GIVEN REQUEST:
Lay out all the lines below as a Markdown table with the columns Row and Line, numbering each row and skipping any blank lines. Leave the pictures out of the answer.

[START ENTRIES SHOWN]

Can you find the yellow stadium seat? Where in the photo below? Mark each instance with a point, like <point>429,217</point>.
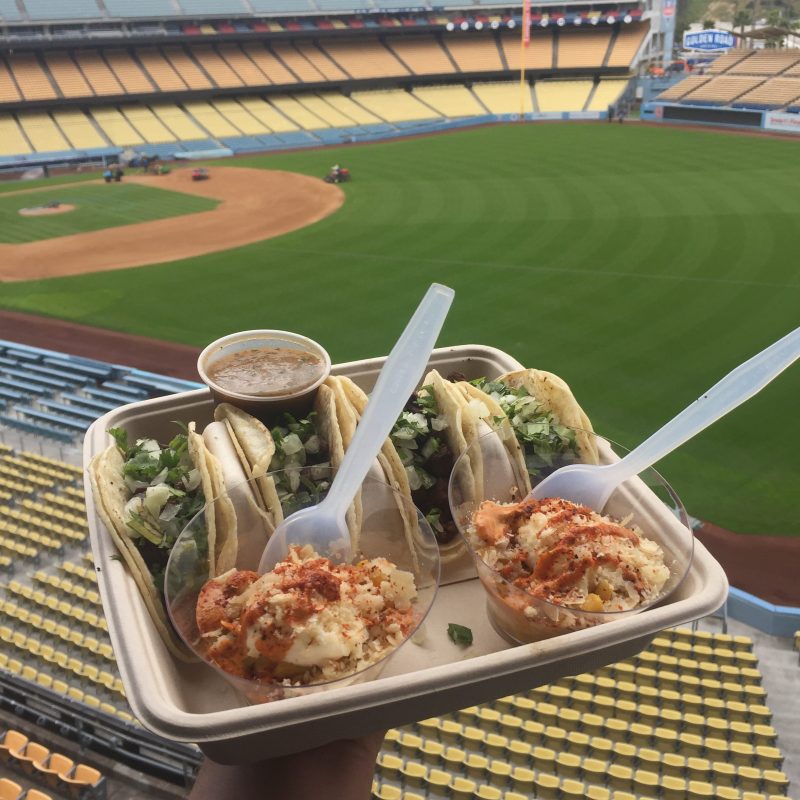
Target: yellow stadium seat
<point>568,765</point>
<point>13,743</point>
<point>30,759</point>
<point>476,765</point>
<point>56,767</point>
<point>389,766</point>
<point>387,792</point>
<point>546,786</point>
<point>414,774</point>
<point>82,778</point>
<point>522,780</point>
<point>9,790</point>
<point>572,790</point>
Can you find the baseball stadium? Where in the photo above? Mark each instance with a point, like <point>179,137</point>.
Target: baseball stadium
<point>176,171</point>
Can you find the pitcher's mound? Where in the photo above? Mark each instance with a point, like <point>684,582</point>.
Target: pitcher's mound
<point>45,211</point>
<point>255,204</point>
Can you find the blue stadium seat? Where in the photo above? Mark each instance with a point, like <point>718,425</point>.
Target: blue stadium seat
<point>54,9</point>
<point>11,394</point>
<point>212,7</point>
<point>9,11</point>
<point>52,372</point>
<point>243,144</point>
<point>27,389</point>
<point>112,397</point>
<point>31,378</point>
<point>134,392</point>
<point>94,370</point>
<point>31,426</point>
<point>65,410</point>
<point>141,8</point>
<point>161,383</point>
<point>298,139</point>
<point>281,6</point>
<point>52,420</point>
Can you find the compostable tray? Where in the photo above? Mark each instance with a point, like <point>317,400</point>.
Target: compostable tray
<point>191,702</point>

[END ENTRIES SHOWN]

FULL SOLUTION:
| Row | Line |
|---|---|
| 1 | Can you find the yellow stadium seat? Where in the photo below? Mark each instance with a point, like <point>429,217</point>. |
| 2 | Target: yellow stadium seat |
| 3 | <point>568,765</point> |
| 4 | <point>13,743</point> |
| 5 | <point>30,759</point> |
| 6 | <point>476,765</point> |
| 7 | <point>56,767</point> |
| 8 | <point>389,766</point> |
| 9 | <point>387,792</point> |
| 10 | <point>546,786</point> |
| 11 | <point>414,774</point> |
| 12 | <point>82,778</point> |
| 13 | <point>522,780</point> |
| 14 | <point>9,790</point> |
| 15 | <point>572,790</point> |
| 16 | Can you find the baseball stadium? Where in the photo above? Mark each instance with a point, like <point>179,137</point>. |
| 17 | Target: baseball stadium |
| 18 | <point>176,171</point> |
| 19 | Can you find the pitcher's mound? Where in the photo above? Mark each instance with a point, like <point>684,582</point>. |
| 20 | Target: pitcher's mound |
| 21 | <point>45,211</point> |
| 22 | <point>255,204</point> |
| 23 | Can you find the blue stadium seat? Where in the photo above? Mark each instance with a point, like <point>718,425</point>. |
| 24 | Target: blue stadium seat |
| 25 | <point>54,9</point> |
| 26 | <point>11,394</point> |
| 27 | <point>212,7</point> |
| 28 | <point>9,11</point> |
| 29 | <point>52,372</point> |
| 30 | <point>243,144</point> |
| 31 | <point>27,389</point> |
| 32 | <point>112,397</point> |
| 33 | <point>31,378</point> |
| 34 | <point>134,392</point> |
| 35 | <point>94,370</point> |
| 36 | <point>31,426</point> |
| 37 | <point>65,410</point> |
| 38 | <point>141,8</point> |
| 39 | <point>161,383</point> |
| 40 | <point>298,139</point> |
| 41 | <point>281,6</point> |
| 42 | <point>52,420</point> |
| 43 | Can you find the compostable tray? Where in the photo above? Mark each instance with a point, like <point>317,400</point>. |
| 44 | Target: compostable tray |
| 45 | <point>191,702</point> |